Hi,
Upgrading from 3.0.4 to 3.0.7 I have an issue where my PDFBox output seems
corrupt.
Trying to simply my issue to the max, here is what I have :
I use TextEdit + MacOS Print to PDF to create a minimal PDF (that only
contains the word « minimal »)
I run following code on PDFBox 3.0.7, JKD 21 if that’s the matter.
main() throws Exception {
try (PDDocument target = new PDDocument();
PDDocument embeded =
Loader.loadPDF(Paths.get("minimal.pdf").toFile())) {
target.getPages().add(embeded.getPage(0));
target.getPages().add(embeded.getPage(0));
target.save(Paths.get("out.pdf").toFile());
target.save(Paths.get("out_nocomp.pdf").toFile(),
CompressParameters.NO_COMPRESSION);
}
}
For both out.pdf and out_nocomp.pdf I get a two pages output document.
______
● TASKS TO PERFORM
a – Translate this sentence from the PDFBox post into French: "For both out.pdf and out_nocomp.pdf I get a two pages output document."
b – Carry on the PDFBox post, picking up right after its last sentence.
The lines that come after the PDFBox post are not needed.

● RECORD SET
______
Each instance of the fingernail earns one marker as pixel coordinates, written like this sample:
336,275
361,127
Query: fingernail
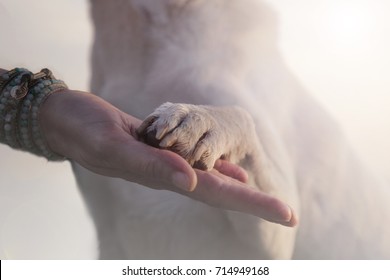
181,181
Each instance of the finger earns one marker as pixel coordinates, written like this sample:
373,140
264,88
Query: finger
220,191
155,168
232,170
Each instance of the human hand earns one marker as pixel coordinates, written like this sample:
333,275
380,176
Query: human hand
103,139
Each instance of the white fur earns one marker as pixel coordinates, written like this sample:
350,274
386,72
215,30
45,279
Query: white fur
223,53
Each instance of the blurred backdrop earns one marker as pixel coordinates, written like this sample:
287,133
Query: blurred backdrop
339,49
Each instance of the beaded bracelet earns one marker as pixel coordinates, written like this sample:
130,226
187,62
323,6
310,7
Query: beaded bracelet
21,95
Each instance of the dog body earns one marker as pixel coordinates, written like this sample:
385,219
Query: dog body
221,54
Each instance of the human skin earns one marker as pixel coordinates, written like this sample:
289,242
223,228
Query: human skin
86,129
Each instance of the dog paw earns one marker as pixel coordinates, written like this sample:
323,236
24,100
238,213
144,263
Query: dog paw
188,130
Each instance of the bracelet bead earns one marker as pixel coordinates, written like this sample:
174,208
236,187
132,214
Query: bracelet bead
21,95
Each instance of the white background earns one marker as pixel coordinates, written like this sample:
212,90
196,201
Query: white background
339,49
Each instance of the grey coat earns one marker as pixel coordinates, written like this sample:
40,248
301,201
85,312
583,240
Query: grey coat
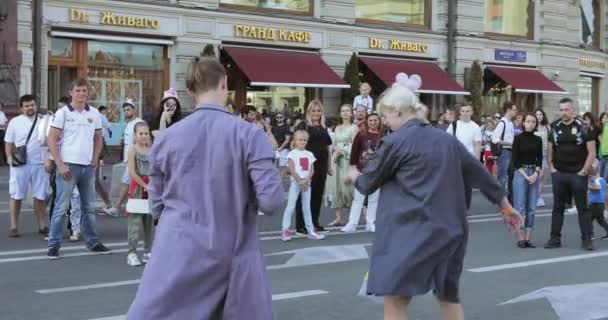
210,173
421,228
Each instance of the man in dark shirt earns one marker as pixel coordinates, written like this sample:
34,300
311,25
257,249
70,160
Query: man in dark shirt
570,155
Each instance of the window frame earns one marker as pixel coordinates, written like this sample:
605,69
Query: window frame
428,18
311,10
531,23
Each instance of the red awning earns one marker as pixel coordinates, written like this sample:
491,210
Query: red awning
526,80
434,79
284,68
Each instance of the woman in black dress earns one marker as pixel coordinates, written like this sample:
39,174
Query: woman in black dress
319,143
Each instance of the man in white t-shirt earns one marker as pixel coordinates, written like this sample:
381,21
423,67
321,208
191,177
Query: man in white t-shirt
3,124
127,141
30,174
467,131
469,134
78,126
______
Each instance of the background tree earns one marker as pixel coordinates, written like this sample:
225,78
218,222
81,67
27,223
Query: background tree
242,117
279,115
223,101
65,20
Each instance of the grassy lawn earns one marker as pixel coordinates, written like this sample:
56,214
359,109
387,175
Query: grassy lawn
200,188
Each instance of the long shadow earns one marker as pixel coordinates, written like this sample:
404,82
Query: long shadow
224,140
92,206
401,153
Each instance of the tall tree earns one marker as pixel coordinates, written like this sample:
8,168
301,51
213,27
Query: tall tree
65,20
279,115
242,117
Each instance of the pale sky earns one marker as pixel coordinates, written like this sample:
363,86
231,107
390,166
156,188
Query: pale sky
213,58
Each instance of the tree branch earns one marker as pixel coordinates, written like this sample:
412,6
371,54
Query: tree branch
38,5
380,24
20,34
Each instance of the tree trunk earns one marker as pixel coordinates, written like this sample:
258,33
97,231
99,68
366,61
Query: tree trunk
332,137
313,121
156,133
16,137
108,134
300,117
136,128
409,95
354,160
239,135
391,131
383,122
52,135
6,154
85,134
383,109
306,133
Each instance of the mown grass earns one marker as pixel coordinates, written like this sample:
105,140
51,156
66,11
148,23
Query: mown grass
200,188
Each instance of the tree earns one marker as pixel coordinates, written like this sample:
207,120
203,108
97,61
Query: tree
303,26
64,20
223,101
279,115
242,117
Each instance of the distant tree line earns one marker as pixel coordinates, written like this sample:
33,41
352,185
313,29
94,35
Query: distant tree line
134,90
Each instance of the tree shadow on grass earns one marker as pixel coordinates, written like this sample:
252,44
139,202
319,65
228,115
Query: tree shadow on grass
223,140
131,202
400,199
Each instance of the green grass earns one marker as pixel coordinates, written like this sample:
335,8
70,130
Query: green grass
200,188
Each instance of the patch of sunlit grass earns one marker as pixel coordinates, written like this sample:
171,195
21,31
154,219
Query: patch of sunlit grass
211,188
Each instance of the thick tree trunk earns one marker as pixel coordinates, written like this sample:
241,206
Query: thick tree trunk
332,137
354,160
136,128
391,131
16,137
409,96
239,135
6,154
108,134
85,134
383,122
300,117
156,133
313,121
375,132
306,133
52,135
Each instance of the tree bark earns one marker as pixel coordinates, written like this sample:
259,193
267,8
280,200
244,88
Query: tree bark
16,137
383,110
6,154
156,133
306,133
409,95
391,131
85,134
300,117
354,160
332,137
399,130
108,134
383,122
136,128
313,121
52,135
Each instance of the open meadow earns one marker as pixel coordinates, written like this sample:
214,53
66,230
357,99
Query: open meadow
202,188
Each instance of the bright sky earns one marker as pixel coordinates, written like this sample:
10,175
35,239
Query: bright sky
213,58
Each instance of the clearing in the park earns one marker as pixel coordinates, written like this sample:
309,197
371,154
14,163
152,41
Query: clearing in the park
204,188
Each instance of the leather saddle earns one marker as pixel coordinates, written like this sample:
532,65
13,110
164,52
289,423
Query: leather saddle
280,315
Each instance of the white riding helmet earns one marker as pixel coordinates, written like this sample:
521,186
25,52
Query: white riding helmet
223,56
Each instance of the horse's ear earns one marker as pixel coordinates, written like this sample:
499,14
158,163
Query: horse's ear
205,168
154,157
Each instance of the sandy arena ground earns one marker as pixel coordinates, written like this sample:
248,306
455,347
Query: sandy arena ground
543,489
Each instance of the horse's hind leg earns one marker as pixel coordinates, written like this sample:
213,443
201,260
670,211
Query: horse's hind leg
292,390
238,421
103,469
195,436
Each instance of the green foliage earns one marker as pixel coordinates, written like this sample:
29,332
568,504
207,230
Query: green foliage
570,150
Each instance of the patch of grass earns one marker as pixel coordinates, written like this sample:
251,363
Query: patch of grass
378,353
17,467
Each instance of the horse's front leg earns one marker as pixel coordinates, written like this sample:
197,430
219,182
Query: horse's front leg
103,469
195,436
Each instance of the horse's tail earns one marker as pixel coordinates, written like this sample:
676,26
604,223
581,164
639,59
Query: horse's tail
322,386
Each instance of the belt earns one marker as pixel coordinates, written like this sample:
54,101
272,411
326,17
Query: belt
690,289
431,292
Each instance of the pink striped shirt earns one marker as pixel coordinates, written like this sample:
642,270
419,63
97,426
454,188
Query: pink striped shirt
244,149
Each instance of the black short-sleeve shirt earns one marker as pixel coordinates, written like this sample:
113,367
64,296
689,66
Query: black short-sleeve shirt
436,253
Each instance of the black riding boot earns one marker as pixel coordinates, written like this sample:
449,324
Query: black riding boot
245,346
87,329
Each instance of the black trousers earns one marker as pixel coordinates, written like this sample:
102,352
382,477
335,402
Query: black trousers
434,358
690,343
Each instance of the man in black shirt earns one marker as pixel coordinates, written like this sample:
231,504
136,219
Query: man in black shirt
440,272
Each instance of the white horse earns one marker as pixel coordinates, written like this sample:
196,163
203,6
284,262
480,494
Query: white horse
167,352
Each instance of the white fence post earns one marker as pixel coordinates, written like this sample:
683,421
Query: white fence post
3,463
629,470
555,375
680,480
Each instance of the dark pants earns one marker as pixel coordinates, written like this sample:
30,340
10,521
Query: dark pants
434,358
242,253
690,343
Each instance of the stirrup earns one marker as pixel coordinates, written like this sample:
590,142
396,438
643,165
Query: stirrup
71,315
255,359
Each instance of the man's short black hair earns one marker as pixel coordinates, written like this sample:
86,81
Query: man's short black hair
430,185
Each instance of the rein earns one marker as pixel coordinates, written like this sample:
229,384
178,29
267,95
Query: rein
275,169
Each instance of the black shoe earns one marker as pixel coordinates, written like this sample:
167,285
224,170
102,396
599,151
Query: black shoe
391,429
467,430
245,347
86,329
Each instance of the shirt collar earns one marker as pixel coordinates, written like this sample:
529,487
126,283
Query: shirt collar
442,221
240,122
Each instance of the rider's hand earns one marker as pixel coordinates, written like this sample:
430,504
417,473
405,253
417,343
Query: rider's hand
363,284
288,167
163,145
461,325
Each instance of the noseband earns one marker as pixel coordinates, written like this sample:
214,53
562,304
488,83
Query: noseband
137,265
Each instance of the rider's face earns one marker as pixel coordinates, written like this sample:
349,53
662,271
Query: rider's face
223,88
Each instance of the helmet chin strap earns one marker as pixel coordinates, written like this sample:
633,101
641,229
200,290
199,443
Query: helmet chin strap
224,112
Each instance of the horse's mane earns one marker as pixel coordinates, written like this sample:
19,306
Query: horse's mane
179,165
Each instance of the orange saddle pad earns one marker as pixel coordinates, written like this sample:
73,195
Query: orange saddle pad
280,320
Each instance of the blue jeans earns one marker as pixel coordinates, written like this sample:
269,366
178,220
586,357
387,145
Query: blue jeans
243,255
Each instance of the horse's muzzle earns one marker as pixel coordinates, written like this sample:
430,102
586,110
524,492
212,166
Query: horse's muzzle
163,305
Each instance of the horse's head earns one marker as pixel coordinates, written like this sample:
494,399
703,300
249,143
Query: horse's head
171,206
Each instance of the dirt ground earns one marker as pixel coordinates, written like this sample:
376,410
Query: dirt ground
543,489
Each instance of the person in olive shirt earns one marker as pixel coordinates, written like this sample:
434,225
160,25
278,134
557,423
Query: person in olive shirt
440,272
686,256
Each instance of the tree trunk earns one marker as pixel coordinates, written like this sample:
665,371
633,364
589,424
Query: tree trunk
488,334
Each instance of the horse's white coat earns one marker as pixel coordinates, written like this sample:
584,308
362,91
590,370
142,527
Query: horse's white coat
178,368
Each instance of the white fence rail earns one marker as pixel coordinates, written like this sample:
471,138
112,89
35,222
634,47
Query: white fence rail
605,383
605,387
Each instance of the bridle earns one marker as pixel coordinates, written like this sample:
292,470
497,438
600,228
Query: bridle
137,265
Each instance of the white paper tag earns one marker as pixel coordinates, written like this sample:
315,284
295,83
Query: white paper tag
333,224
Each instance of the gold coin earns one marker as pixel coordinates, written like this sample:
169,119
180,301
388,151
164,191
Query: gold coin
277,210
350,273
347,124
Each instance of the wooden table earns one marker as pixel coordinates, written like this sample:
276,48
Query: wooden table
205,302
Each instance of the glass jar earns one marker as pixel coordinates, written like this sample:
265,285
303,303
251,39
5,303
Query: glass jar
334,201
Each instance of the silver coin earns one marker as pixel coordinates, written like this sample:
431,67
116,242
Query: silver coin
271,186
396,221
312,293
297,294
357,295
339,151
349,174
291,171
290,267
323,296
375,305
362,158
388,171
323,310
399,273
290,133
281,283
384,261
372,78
______
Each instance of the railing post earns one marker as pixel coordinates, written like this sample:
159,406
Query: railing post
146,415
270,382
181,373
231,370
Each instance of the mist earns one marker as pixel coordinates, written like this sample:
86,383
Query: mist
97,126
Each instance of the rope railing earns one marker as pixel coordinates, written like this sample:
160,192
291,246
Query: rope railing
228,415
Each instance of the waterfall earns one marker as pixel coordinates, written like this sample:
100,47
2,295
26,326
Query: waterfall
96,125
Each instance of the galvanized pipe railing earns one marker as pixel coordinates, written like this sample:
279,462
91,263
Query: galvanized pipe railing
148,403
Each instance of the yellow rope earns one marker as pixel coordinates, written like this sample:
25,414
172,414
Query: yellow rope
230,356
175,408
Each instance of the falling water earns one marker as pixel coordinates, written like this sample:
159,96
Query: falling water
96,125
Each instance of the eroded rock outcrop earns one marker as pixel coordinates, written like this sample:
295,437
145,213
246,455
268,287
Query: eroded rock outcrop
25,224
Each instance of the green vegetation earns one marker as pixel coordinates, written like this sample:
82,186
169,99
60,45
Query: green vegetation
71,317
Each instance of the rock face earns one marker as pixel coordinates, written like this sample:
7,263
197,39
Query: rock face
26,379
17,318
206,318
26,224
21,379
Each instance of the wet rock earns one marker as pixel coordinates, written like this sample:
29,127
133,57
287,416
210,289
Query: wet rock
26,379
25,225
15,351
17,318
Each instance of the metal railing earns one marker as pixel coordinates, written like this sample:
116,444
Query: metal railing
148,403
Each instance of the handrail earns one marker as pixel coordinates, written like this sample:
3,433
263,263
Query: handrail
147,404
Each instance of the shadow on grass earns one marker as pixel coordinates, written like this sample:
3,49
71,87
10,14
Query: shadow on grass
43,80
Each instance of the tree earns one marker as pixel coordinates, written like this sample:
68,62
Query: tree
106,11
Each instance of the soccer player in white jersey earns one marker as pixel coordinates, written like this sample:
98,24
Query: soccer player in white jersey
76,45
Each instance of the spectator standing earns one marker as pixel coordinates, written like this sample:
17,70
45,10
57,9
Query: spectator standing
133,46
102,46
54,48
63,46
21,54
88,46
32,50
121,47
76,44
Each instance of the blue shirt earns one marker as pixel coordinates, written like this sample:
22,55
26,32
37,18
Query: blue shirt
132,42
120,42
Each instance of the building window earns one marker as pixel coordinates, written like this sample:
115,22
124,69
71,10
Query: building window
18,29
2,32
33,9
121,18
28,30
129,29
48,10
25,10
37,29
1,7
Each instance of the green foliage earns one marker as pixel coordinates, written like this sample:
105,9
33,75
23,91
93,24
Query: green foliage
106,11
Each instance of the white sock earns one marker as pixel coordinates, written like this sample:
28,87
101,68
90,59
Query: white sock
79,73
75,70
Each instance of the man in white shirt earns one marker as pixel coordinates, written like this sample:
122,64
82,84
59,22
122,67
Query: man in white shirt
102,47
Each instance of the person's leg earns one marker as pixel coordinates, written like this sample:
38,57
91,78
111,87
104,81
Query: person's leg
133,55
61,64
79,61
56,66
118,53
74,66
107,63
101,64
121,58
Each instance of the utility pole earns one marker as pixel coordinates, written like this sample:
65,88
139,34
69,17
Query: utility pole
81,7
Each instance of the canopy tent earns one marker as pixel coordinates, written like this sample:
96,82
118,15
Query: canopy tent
______
● WRITTEN ANSWERS
a – Pour out.pdf comme pour out_nocomp.pdf, j'obtiens un document de sortie de deux pages.

b –
Both display fine in Chrome or FFox PDF viewer, but out.pdf does not on
MacOS Preview : it looks empty / no visible text
Using PDF Box debugger.jar outputs warnings for out.pdf, such as :
Warning [SetFontAndSize] font 'TT1' not found in resources
Warning [PDFStreamEngine] No current font, will use default
Warning [SetFontAndSize] font 'TT1' not found in resources
Warning [PDFStreamEngine] No current font, will use default
In this minimal case, it does not look that bad (although it's always fishy
when things are not rendering the same).
But in the real world where my output is complex, with pages copied from
one document to the next using LayoutUtil) I get
- invalid fonts one some pages (e.g font F1 which is supposed to be
Helvetica gets empty-ish)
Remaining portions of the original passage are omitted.